-- start of STORED DATA --
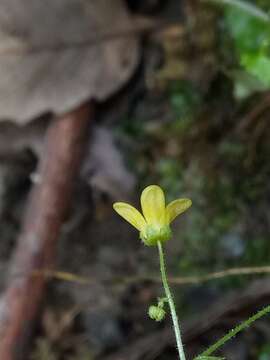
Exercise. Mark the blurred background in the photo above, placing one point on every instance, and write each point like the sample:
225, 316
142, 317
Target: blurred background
181, 98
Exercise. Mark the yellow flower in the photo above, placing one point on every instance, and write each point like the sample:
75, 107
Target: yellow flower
154, 222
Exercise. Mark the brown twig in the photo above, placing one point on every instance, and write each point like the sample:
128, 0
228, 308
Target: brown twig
45, 213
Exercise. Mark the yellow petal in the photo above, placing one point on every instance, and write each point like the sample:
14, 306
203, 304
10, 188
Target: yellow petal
176, 208
153, 205
130, 214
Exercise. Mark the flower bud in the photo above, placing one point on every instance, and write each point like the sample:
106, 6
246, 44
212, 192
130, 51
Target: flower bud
156, 313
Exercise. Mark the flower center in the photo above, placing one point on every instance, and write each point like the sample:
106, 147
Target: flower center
151, 234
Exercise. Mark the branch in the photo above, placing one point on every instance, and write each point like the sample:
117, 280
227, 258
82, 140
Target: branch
36, 245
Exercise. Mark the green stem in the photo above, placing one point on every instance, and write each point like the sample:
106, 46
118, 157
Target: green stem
244, 6
171, 303
235, 331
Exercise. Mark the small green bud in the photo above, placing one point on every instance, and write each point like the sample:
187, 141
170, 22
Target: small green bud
156, 313
151, 234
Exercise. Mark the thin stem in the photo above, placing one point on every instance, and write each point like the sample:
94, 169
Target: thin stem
245, 7
235, 331
171, 303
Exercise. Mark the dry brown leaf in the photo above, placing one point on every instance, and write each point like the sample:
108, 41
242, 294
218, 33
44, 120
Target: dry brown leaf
55, 54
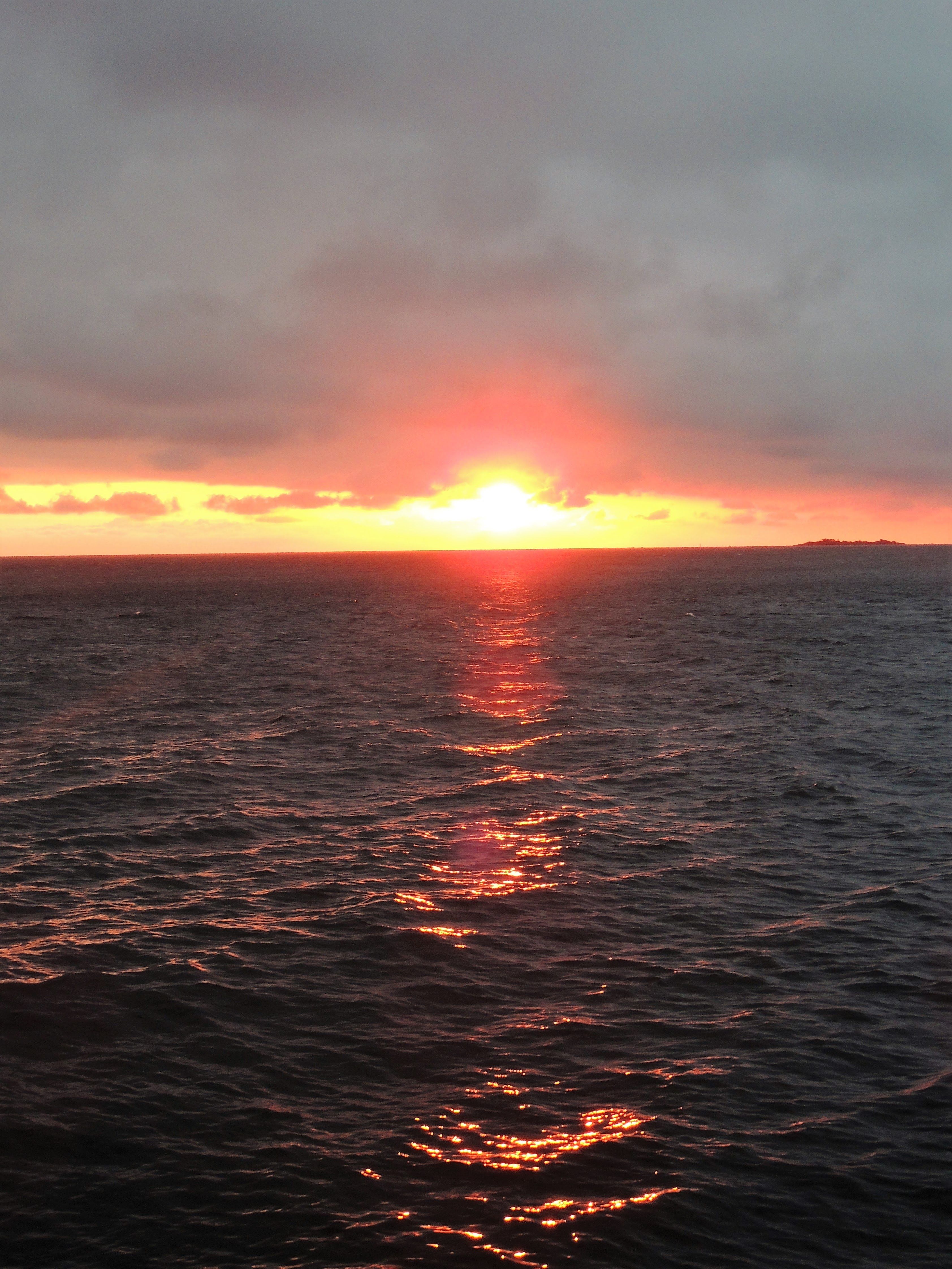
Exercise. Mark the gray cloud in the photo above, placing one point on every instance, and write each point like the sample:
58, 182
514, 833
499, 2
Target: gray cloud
139, 507
284, 232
-- end of STORED DATA --
* _TASK STATEMENT_
Replace "photo" with "image" in everything from the line containing "Exercise. Mark the dry" down to the end of the items, keeping all other wording the same. Leave the pictures out of your answer.

* _RESPONSE TO THE TASK_
Exercise. Mark the dry brown leaf in the image above, placing one point on every instance, and write each point like the sample:
108, 41
242, 294
218, 33
44, 120
Target: dry brown leaf
55, 54
Exercise. Mark the gray cloud in the image above, placing one point on every instance, and write each point like the sample:
58, 182
514, 833
499, 2
Target: gray cloud
139, 507
284, 232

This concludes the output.